*** Records for this exercise Section Begins ***

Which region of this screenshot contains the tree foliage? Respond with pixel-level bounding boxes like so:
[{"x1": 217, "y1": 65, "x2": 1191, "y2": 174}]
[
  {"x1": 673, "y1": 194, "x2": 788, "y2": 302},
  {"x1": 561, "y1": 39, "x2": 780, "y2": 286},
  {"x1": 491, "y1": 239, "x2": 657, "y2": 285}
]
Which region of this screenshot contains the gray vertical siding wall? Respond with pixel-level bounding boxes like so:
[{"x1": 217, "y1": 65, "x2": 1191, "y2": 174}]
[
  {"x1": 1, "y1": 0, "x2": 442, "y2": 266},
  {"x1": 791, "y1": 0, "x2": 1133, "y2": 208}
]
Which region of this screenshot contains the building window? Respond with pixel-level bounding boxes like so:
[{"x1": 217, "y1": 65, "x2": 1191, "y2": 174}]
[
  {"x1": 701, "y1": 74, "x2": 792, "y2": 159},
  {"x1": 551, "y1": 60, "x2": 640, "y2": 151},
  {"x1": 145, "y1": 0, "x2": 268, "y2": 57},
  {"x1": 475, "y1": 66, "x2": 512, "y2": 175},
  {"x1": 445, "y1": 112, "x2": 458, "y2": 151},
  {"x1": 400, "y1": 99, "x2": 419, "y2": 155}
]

*** Records for this exercise Section Ends ***

What's needed is an exact copy of every entry.

Which region of this screenshot contains the tree foliage? Respond with pixel-level bounding boxes like so:
[{"x1": 217, "y1": 65, "x2": 1191, "y2": 174}]
[
  {"x1": 673, "y1": 194, "x2": 788, "y2": 302},
  {"x1": 561, "y1": 39, "x2": 780, "y2": 286},
  {"x1": 491, "y1": 239, "x2": 657, "y2": 285}
]
Which region of this screenshot contains the gray vertical siding wall? Respond with pixel-level bounding boxes like so:
[{"x1": 217, "y1": 65, "x2": 1191, "y2": 174}]
[
  {"x1": 1, "y1": 0, "x2": 442, "y2": 266},
  {"x1": 791, "y1": 0, "x2": 1133, "y2": 208}
]
Which region of this screenshot contains the building window? Respond with pixel-level bounding boxes like so:
[{"x1": 217, "y1": 65, "x2": 1191, "y2": 174}]
[
  {"x1": 701, "y1": 74, "x2": 792, "y2": 159},
  {"x1": 551, "y1": 60, "x2": 640, "y2": 151},
  {"x1": 145, "y1": 0, "x2": 268, "y2": 57},
  {"x1": 475, "y1": 66, "x2": 512, "y2": 175},
  {"x1": 445, "y1": 112, "x2": 458, "y2": 151},
  {"x1": 400, "y1": 99, "x2": 419, "y2": 155}
]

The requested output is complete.